(Stored data)
· · · ·

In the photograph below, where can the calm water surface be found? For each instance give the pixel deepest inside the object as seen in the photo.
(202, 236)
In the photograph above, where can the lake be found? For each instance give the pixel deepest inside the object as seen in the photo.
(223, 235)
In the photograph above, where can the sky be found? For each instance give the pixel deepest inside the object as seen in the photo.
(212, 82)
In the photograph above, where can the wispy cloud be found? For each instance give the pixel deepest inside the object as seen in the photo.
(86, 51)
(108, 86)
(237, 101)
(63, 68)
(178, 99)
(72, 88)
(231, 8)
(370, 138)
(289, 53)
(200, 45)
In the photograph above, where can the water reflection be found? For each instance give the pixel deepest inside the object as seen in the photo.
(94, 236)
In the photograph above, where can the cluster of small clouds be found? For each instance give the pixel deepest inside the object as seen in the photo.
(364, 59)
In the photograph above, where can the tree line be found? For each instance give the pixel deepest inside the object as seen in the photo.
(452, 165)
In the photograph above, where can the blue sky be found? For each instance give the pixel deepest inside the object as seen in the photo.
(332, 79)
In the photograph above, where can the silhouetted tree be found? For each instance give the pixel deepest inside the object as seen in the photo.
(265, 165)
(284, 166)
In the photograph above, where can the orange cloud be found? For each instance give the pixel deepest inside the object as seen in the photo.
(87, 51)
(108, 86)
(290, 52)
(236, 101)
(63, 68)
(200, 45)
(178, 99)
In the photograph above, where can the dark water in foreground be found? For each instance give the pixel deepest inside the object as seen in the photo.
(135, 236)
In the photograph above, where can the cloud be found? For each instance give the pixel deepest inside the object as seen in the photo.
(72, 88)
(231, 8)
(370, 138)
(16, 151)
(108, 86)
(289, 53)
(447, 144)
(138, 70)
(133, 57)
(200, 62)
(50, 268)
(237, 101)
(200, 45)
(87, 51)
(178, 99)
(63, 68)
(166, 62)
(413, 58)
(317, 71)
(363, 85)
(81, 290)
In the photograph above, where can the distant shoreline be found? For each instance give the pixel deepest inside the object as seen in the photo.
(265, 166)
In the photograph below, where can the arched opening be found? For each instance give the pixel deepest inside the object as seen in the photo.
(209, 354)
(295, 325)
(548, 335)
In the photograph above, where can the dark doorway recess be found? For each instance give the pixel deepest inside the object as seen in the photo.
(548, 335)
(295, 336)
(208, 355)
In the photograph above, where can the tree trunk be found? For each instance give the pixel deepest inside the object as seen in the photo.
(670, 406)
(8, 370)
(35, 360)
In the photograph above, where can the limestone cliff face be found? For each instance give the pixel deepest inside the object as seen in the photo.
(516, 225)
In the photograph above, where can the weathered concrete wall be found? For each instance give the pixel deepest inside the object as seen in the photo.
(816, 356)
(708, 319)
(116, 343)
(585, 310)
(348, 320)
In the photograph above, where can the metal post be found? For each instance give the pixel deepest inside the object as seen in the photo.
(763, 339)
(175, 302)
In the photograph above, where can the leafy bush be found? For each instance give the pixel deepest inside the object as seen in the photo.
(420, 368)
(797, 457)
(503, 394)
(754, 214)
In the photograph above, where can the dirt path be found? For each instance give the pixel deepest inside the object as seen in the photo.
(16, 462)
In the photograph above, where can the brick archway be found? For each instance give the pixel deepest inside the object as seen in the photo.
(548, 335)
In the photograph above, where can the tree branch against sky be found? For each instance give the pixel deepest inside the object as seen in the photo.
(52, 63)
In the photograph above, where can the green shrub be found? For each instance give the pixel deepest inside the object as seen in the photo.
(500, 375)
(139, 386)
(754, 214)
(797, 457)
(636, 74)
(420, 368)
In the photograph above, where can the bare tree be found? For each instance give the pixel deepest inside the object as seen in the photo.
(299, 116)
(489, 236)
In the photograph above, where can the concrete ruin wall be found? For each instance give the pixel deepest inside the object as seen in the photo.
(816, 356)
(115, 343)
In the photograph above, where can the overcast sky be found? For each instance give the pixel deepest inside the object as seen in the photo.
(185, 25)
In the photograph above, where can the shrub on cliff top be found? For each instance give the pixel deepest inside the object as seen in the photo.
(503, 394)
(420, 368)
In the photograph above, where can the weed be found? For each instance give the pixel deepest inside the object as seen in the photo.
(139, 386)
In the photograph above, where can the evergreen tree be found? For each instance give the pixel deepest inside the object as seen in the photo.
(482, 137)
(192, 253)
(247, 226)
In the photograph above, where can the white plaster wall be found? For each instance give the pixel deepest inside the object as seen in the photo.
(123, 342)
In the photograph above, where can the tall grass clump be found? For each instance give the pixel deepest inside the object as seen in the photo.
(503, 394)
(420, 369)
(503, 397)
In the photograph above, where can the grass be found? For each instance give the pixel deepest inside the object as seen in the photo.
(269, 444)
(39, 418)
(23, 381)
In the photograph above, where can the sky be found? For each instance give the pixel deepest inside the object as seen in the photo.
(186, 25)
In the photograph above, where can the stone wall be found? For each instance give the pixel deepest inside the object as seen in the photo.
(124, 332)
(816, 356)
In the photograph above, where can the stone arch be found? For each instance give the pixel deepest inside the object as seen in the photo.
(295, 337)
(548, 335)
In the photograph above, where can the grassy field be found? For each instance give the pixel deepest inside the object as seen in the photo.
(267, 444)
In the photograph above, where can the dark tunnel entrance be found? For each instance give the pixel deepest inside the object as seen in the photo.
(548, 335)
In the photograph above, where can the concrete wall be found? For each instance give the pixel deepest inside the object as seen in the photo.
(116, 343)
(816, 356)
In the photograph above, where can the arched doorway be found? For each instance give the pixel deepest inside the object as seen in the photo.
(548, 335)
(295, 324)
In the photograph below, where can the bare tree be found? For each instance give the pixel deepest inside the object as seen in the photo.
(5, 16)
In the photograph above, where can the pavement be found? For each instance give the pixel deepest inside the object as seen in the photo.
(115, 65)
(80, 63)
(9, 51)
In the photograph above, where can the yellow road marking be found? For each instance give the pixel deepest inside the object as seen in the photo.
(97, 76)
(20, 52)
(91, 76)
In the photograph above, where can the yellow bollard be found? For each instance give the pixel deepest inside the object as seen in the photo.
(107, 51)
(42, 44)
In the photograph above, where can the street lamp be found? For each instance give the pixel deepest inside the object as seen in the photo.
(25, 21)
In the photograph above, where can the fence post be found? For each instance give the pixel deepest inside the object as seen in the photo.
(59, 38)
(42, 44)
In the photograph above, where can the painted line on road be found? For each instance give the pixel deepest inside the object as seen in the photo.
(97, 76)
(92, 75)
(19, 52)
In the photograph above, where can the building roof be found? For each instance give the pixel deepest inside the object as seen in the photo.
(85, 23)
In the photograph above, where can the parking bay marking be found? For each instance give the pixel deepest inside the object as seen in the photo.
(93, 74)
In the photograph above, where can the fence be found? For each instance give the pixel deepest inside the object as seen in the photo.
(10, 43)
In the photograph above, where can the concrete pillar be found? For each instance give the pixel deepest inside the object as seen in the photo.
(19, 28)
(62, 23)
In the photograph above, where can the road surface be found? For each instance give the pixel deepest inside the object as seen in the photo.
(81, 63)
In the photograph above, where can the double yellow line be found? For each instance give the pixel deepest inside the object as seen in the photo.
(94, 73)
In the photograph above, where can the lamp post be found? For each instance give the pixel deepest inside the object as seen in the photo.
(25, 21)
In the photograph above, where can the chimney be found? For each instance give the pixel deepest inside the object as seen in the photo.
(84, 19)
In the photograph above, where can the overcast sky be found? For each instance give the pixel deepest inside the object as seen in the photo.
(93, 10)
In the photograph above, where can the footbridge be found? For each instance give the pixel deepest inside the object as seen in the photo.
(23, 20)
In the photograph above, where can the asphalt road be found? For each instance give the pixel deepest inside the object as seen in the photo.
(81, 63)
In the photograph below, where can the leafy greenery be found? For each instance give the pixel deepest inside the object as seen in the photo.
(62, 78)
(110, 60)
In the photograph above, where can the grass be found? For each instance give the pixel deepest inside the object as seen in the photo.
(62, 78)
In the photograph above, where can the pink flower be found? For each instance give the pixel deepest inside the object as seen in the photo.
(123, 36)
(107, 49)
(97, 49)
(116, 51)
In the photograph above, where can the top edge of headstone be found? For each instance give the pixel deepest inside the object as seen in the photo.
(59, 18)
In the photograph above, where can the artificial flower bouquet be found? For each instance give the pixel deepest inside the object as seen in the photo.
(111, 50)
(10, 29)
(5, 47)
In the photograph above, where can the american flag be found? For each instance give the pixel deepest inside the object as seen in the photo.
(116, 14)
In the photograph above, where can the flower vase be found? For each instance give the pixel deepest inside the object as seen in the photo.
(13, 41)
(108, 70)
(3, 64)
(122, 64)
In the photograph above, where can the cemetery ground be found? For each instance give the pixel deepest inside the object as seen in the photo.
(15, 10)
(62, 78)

· · · ·

--- Task to complete ---
Leave out every line before the one containing "In the photograph above, where can the top"; set down that line and all remaining lines of the material exactly.

--- Expected output ---
In the photograph above, where can the top edge of headstone be found? For each instance give the pixel deepest inside the object as seen in the photo.
(59, 18)
In the photograph above, where can the artificial flower bouquet be found? For each instance give the pixel deepest inside the object as seen in the photo.
(111, 50)
(10, 29)
(5, 47)
In the photograph above, where can the american flag be found? For each instance give the pixel deepest inside the object as seen in the photo.
(116, 14)
In the photograph above, where can the flower vase be found? For each instance give the pixel deepest inside the object as seen in the photo.
(13, 41)
(108, 70)
(3, 64)
(122, 64)
In the photograph above, where can the cemetery ground be found? For each instance give the pixel deepest inside the object as seen in the photo.
(15, 10)
(62, 78)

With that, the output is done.